Work to complete -
Locate "the red christmas" in the data below, then output the line it is on and all following lines through the last, word for word. Skip any pictures.

— START OF Data for processing —

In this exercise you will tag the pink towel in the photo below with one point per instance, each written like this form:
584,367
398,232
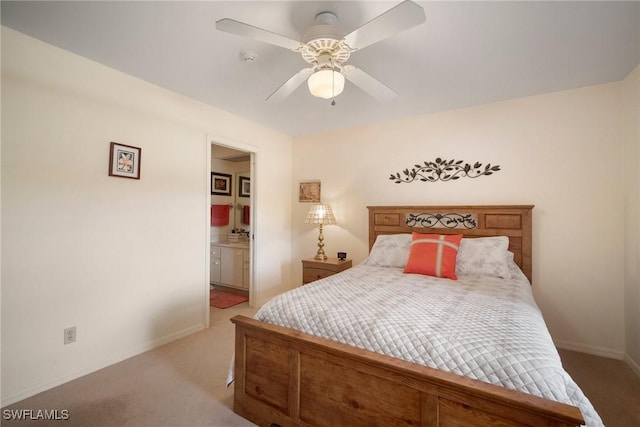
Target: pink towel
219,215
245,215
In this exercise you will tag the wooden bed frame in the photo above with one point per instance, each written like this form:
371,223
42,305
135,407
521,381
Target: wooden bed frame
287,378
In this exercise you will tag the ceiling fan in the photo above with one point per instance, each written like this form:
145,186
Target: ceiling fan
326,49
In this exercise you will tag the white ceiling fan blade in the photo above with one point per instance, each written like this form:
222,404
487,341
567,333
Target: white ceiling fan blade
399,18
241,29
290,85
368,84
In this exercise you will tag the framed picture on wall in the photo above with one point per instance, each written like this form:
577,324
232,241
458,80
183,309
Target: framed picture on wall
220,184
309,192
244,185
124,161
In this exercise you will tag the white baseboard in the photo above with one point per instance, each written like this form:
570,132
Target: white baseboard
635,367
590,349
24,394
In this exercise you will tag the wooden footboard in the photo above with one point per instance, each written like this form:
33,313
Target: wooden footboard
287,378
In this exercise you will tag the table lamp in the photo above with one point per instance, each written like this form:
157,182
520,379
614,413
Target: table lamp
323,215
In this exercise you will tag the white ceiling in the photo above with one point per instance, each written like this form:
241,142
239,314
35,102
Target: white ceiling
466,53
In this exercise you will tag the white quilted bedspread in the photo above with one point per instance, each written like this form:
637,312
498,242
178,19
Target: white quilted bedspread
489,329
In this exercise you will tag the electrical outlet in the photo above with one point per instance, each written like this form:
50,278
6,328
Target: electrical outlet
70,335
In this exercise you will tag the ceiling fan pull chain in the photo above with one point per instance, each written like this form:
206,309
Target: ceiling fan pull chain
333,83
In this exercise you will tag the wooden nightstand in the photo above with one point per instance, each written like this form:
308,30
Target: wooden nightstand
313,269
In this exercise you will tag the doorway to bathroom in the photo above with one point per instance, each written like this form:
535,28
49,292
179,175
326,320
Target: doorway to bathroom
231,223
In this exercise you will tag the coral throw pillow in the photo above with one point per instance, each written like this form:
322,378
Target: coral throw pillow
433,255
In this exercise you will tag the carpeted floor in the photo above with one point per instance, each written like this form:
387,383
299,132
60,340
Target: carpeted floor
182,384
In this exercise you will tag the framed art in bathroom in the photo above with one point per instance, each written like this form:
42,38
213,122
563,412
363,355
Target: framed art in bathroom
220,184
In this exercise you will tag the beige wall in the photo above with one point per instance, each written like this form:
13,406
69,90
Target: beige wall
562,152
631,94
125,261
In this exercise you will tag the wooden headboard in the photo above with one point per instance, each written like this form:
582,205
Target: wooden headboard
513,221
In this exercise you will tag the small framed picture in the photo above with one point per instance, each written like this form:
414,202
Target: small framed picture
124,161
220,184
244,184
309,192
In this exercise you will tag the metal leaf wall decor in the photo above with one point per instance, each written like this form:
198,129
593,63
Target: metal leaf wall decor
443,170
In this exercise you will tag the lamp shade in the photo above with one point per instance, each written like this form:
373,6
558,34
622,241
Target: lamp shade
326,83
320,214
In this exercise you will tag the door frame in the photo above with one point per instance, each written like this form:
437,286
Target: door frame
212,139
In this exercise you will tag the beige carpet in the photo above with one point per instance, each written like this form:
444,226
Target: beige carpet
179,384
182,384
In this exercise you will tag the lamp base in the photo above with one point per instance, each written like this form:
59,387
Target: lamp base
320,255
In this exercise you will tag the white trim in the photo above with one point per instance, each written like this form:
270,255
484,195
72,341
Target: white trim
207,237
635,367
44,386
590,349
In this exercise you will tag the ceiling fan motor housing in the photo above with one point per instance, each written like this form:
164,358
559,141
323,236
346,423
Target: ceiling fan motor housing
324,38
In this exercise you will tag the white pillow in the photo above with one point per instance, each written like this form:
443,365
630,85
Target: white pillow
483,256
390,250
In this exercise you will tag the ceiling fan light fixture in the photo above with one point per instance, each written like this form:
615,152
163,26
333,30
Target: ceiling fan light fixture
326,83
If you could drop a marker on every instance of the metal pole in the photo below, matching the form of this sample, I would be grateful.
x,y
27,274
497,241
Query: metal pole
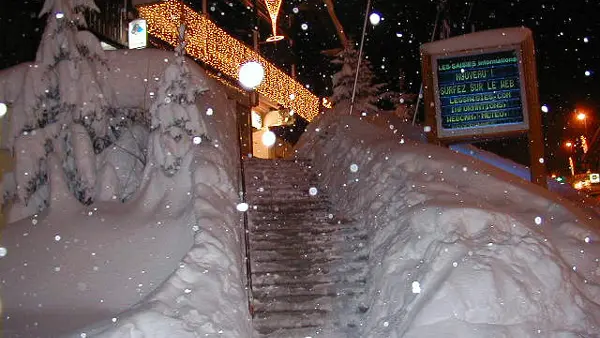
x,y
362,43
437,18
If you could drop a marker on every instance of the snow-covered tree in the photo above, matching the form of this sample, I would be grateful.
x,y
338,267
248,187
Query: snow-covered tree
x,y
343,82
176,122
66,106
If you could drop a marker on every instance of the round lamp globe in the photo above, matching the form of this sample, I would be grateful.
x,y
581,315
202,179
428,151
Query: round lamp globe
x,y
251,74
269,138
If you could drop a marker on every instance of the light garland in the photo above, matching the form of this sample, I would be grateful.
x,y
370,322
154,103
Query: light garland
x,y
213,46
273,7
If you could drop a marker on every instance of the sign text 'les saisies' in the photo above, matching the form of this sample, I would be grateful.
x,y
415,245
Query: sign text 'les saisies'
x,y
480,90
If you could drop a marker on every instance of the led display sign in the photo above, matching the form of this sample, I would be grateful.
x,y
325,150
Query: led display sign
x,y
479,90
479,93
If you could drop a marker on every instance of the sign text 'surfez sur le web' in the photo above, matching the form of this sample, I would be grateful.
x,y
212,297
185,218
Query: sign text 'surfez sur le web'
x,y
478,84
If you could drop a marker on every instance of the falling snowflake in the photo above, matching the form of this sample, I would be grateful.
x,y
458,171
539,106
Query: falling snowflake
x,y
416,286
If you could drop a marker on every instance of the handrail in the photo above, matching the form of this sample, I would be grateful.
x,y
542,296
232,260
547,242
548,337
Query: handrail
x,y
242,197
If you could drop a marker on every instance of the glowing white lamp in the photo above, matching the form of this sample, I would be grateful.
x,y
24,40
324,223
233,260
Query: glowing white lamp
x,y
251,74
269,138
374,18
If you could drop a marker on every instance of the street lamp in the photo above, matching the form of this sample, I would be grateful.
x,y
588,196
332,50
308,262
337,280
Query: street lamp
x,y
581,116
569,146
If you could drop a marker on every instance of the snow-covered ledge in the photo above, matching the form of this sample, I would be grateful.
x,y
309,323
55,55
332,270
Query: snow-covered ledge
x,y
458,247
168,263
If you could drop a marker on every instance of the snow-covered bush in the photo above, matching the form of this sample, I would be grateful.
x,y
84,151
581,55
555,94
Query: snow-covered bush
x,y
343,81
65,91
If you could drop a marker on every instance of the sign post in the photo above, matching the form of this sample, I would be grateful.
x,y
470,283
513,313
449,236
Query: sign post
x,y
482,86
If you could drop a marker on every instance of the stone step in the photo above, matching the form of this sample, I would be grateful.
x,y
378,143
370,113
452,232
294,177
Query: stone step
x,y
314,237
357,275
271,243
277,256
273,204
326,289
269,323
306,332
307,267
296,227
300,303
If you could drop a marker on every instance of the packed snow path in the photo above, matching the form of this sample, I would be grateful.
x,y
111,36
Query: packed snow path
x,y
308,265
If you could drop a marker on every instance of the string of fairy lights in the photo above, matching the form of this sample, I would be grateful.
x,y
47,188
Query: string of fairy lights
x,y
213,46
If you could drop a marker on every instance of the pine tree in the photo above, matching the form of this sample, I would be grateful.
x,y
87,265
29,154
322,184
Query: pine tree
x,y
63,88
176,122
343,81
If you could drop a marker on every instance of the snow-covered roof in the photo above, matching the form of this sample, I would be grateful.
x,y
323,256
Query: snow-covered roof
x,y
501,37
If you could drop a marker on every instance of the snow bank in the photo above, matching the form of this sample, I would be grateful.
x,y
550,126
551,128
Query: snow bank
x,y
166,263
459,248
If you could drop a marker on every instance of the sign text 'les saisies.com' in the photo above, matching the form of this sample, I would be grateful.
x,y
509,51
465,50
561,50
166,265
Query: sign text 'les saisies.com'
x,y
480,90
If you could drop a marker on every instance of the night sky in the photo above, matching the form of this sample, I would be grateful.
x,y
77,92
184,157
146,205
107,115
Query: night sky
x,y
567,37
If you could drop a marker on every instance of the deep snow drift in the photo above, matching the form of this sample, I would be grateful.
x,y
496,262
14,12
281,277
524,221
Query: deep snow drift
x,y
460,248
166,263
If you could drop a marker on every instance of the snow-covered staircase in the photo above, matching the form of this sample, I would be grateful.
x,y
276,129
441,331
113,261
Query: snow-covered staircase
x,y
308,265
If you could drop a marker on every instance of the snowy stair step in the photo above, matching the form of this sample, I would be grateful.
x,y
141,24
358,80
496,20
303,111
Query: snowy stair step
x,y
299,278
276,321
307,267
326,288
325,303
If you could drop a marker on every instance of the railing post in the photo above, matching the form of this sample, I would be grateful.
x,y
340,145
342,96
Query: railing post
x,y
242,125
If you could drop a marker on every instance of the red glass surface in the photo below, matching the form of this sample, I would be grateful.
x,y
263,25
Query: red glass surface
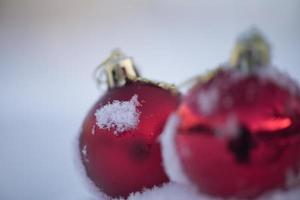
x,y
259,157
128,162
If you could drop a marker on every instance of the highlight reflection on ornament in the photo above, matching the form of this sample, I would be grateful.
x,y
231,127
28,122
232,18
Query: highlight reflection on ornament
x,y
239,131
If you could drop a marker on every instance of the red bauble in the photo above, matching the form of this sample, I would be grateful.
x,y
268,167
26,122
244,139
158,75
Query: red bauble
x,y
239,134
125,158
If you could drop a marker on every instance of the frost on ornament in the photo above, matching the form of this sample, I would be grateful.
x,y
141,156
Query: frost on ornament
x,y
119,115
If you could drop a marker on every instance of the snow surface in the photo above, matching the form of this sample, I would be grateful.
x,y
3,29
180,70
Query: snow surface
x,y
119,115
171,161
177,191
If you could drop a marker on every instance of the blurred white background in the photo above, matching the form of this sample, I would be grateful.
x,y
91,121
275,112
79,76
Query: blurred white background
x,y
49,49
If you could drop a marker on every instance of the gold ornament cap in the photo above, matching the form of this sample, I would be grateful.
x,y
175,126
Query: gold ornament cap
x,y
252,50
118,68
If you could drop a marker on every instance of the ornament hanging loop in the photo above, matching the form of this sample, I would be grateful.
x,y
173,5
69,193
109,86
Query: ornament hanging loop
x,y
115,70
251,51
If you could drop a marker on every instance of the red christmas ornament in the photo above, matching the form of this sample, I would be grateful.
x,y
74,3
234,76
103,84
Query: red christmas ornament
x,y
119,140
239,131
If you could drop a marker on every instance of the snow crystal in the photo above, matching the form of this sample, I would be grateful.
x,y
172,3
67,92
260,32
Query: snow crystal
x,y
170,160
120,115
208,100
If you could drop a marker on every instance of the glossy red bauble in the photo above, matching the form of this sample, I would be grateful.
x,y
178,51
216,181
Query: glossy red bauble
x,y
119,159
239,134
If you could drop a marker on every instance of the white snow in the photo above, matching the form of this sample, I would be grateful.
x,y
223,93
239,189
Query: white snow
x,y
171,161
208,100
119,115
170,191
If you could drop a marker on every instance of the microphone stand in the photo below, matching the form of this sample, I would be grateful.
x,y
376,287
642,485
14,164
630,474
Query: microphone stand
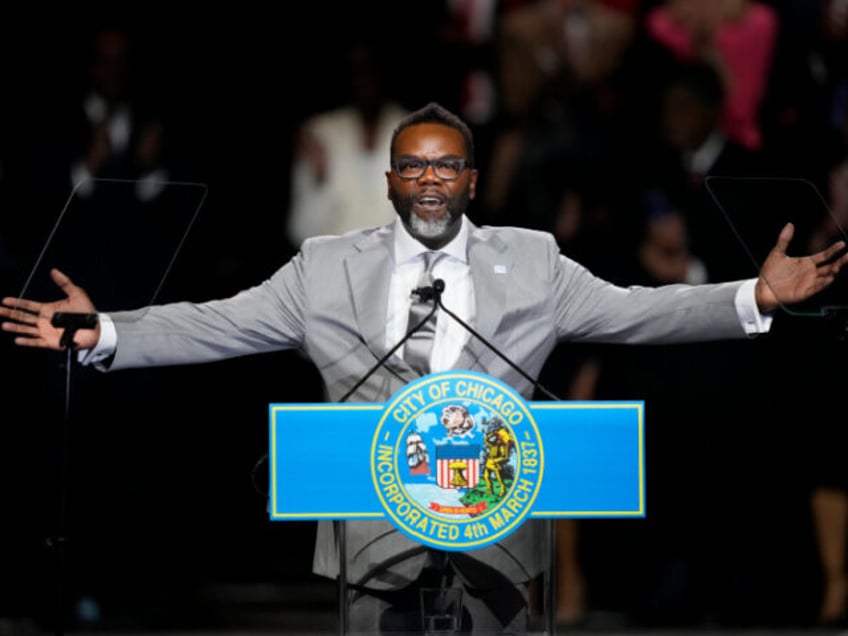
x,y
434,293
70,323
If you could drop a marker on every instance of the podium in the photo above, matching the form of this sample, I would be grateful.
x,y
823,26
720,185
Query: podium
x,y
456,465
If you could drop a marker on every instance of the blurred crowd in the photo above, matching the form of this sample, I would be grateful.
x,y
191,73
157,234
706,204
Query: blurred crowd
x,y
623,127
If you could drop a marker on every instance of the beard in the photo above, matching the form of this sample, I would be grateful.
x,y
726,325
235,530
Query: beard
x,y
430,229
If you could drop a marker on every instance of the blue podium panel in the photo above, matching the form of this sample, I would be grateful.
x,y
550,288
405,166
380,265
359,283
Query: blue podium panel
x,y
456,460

— END OF Data for processing —

Written answer -
If you could drop a marker on every instance of the red christmas ornament in the photo above, matching the form of this sample, I would be grateful.
x,y
74,3
234,76
103,84
Query: red christmas ornament
x,y
119,140
239,131
If you could drop a marker on every instance of the snow crystal in the photo above, matching the form of this sample, I would be grateful.
x,y
172,3
67,92
260,32
Query: snow crystal
x,y
170,160
120,115
208,100
If you could drop a marker on every instance of the glossy red bauble in the photo above, matching the form of this sample, I would be grateful.
x,y
178,51
216,181
Query: glossy red bauble
x,y
119,159
239,134
If you could drop a marker on every instance of the white snow in the photo above, matching the form of this sample, I would be grateful.
x,y
223,93
239,189
Query: white snow
x,y
171,161
208,100
119,115
170,191
If you could drop a marker on every instance of the microphone stand in the photo below, matching the form of this sample, I would be grateful.
x,y
376,287
642,485
14,164
630,474
Query: microphone stand
x,y
434,293
70,323
If you could drop a marker on every instance of the podium in the photo above, matching the form of this sample, I would be grateful.
x,y
823,26
720,185
Query: podium
x,y
456,465
If you could drop a marker on every instance of the blurred crowd in the photo above, matching the form of this sample, I would be grateful.
x,y
191,73
157,234
706,204
Query: blurred crowd
x,y
623,127
If you could drop a marker on every instance of the beard in the photo above, matching the form of this sample, I would be grateful.
x,y
726,325
235,530
Query: beard
x,y
430,229
If you could drop a marker on every instance of the blue podium panel in the photo above, matching the form of this sample, I would be grateful.
x,y
550,288
405,166
380,265
359,283
Query: blue podium panel
x,y
456,460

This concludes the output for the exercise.